TE LEZEN FRAGMENT
● ● ● ● ●
De Ambtenaar heeft het bestaan van de door belanghebbende genoemde waardedrukkende factoren onvoldoende weersproken. De Ambtenaar maakt voorts niet duidelijk of met de overlast en het gestelde achterstallige onderhoud bij het vaststellen van de waarde van de onroerende zaak voldoende rekening is gehouden. Zo blijft onduidelijk waarom de Ambtenaar enerzijds een aftrek wegens gestelde gebreken en tekortkomingen van 10 percent toepast op de waarde, terwijl anderzijds in hetzelfde aan het Hof overgelegde taxatierapport nog steeds is vermeld dat het onderhoud, kwaliteit en uitstraling van de onroerende zaak ‘goed’ zijn.

De Ambtenaar maakt derhalve naar het oordeel van het Hof de door hem verdedigde waarde niet aannemelijk.
● ● ● ● ●
INVOERGEGEVENS

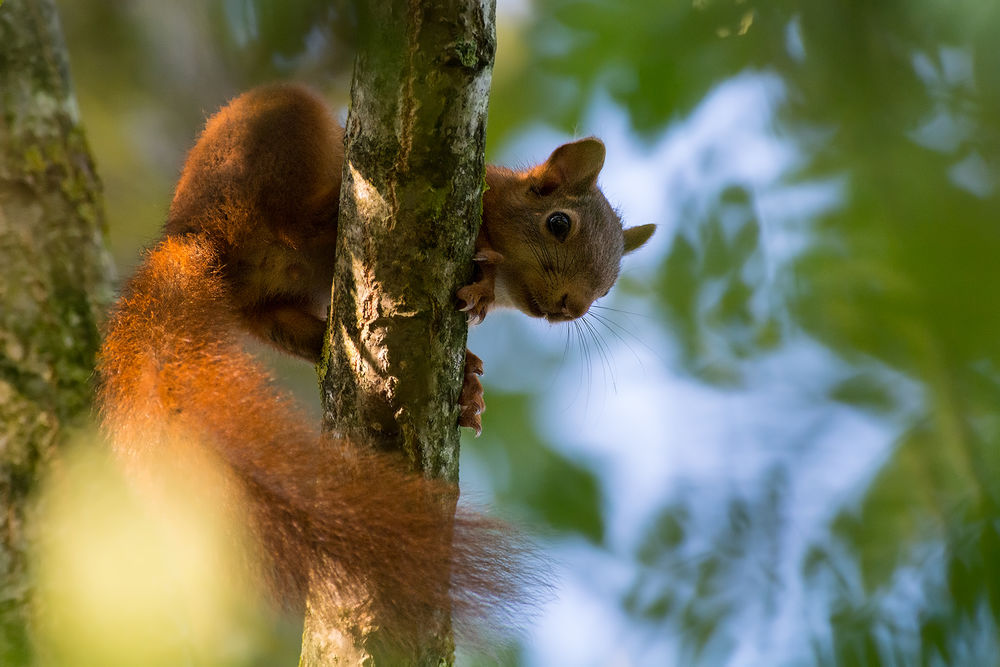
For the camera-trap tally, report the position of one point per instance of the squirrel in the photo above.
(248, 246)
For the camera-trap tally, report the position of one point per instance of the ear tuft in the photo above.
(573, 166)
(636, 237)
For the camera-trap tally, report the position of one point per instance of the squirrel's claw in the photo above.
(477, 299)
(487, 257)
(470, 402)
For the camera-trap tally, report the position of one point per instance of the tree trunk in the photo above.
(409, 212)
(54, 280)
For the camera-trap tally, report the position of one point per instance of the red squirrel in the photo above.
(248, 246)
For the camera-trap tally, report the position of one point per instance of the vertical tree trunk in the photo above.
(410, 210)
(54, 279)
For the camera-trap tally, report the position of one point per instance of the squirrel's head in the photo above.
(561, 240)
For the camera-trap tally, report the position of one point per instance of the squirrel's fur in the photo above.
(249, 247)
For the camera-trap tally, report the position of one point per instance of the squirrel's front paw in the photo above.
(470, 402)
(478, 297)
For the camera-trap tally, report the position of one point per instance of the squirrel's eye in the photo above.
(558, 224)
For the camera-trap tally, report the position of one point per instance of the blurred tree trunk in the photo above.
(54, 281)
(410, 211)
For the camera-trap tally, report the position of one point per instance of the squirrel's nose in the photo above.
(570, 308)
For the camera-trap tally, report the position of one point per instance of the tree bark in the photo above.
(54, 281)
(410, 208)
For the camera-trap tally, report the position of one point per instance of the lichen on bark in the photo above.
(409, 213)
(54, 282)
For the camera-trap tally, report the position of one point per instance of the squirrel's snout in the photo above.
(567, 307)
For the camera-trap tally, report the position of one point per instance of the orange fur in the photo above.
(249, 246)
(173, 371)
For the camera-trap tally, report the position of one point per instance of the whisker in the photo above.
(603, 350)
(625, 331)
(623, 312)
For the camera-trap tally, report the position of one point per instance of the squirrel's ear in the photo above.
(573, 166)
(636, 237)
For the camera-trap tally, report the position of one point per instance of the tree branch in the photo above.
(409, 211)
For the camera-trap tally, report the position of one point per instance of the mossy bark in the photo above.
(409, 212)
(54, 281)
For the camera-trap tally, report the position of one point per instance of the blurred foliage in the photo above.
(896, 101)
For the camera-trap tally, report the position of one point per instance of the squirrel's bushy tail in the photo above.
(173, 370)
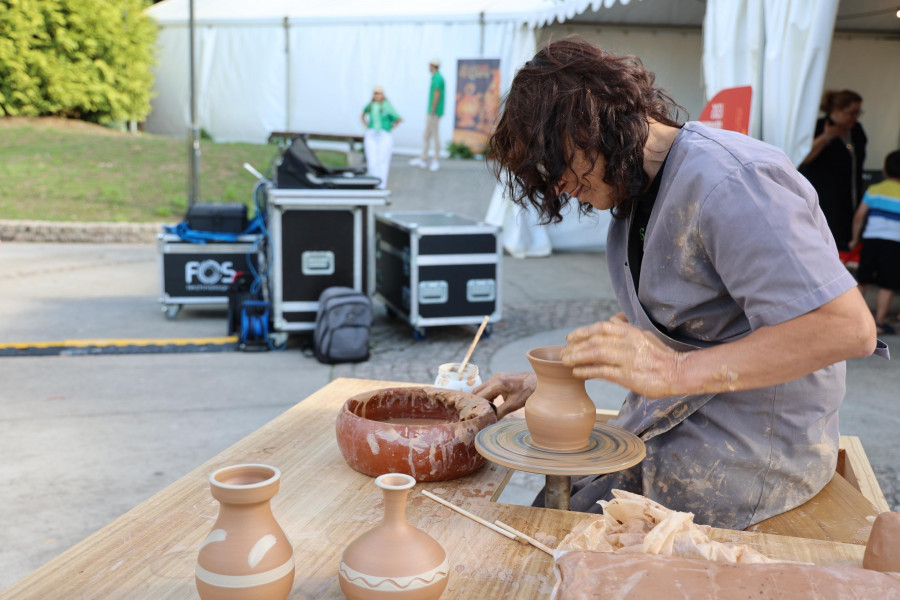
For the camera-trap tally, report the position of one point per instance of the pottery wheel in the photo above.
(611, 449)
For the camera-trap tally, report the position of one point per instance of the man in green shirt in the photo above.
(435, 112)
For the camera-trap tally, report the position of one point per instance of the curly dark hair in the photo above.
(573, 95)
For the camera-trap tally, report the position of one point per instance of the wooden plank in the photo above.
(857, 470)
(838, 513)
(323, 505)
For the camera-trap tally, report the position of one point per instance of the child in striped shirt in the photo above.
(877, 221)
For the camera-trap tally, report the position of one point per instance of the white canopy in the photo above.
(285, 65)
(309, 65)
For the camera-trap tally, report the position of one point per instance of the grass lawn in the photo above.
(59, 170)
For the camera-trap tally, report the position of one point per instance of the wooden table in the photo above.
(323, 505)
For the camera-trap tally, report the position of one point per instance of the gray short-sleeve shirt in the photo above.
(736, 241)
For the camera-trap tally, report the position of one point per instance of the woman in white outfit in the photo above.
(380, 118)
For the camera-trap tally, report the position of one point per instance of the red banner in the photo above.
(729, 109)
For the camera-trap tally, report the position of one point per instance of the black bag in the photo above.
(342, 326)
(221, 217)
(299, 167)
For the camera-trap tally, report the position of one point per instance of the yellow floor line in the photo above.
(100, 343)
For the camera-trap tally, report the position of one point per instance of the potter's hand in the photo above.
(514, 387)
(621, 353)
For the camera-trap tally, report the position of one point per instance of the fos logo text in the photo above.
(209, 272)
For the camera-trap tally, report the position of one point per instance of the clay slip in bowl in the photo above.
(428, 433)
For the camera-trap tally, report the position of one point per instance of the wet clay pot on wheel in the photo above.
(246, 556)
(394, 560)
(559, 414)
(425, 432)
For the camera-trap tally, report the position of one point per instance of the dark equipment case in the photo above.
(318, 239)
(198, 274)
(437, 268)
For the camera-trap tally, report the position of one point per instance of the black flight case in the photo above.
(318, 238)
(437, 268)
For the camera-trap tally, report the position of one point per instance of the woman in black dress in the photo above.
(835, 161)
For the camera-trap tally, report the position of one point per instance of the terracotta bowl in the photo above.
● ● ● ● ●
UIT TE VOEREN
a) Waarom vindt het Hof in het fragment over de waardering van de onroerende zaak de door de Ambtenaar verdedigde waarde niet aannemelijk? Licht dat toe in één tot drie zinnen.
b) Kun je het fragment over de waardering van de onroerende zaak voortzetten, te beginnen na de laatste zin?

LIJST MET ANTWOORDEN
a) De Ambtenaar heeft de door belanghebbende genoemde waardedrukkende factoren onvoldoende weersproken en maakt niet duidelijk of met de overlast en het gestelde achterstallige onderhoud voldoende rekening is gehouden. Bovendien past hij een aftrek van 10 percent toe wegens gebreken en tekortkomingen, terwijl in hetzelfde taxatierapport onderhoud, kwaliteit en uitstraling nog steeds als ‘goed’ worden vermeld.

b)
4.13 Belanghebbende maakt de door hem verdedigde waarde evenmin aannemelijk. Met betrekking tot de overlast van het buurperceel geeft belanghebbende niet een voldoende onderbouwing, bijvoorbeeld in de vorm van het oordeel van een deskundige, van de mate waarin zijn woning daarvan schade ondervindt of zijn woongenot daaronder lijdt, en de invloed daarvan op de waarde van de onroerende zaak.

Evenmin maakt belanghebbende aannemelijk waarom de prijs die hij in 2004 heeft betaald voor de achterliggende grond niet de waarde in het economische verkeer ofwel: “de prijs welke door de meestbiedende koper besteed zou worden bij aanbieding ten verkoop op de voor de zaak meest geschikte wijze na de beste voorbereiding” weergeeft. Het belang dat belanghebbende had bij aankoop van die grond maakte hem immers tot de meestbiedende koper. Belanghebbende maakt niet aannemelijk dat bij een fictieve verkoop die in de waarderingsficties van artikel 17 van de Wet WOZ ligt besloten, een potentiële koper van de onroerende zaak (het gehele WOZ-object dat hier aan de orde is) aan de achterliggende grond een lagere waarde zou toekennen dan hijzelf heeft gedaan.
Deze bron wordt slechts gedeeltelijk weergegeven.